In sostanza Becciu domanda al Papa di annullare quanto affermato nella lettera del 21 luglio, apponendo sul testo una nota: “Prego non tener conto di questa lettera che ritengo nulla”, con firma e data, così da poterla esibire in tribunale. Circa la liberazione della suora, Becciu afferma di sentirsi “legato al Segreto di Stato per ragioni di sicurezza internazionale” e scrive al Papa: “Mi dica Lei però se devo ritenerlo tale o se mi scioglie da esso e mi rende libero di rispondere a qualsiasi domanda che mi verrà fatta in Tribunale”. Com’è noto, Francesco ha poi dispensato il cardinale dal segreto così da permettergli di testimoniare il 7 aprile dell’anno scorso.
___
- Obiettivo dichiarato
Secondo il brano, in che giorno il cardinale ha potuto testimoniare dopo che Francesco lo ha dispensato dal segreto?
___
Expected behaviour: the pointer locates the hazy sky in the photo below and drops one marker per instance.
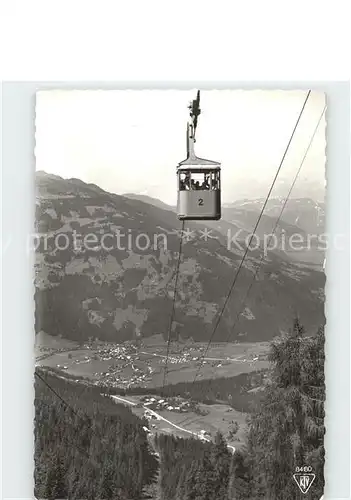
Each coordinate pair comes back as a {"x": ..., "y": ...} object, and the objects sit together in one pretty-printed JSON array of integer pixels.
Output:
[{"x": 132, "y": 141}]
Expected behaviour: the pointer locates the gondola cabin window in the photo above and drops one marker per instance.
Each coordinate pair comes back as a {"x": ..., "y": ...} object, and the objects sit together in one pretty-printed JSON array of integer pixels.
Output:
[
  {"x": 199, "y": 180},
  {"x": 199, "y": 194}
]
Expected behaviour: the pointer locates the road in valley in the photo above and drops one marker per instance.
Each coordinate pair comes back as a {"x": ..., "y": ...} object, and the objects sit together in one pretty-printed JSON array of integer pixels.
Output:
[{"x": 159, "y": 417}]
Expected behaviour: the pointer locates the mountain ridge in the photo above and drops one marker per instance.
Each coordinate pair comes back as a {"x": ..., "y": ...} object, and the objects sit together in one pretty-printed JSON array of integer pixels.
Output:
[{"x": 124, "y": 293}]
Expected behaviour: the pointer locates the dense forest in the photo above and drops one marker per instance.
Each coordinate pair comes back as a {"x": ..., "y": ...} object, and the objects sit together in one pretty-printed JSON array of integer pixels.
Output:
[
  {"x": 107, "y": 455},
  {"x": 93, "y": 448},
  {"x": 285, "y": 432}
]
___
- Risposta
Il 7 aprile dell'anno scorso.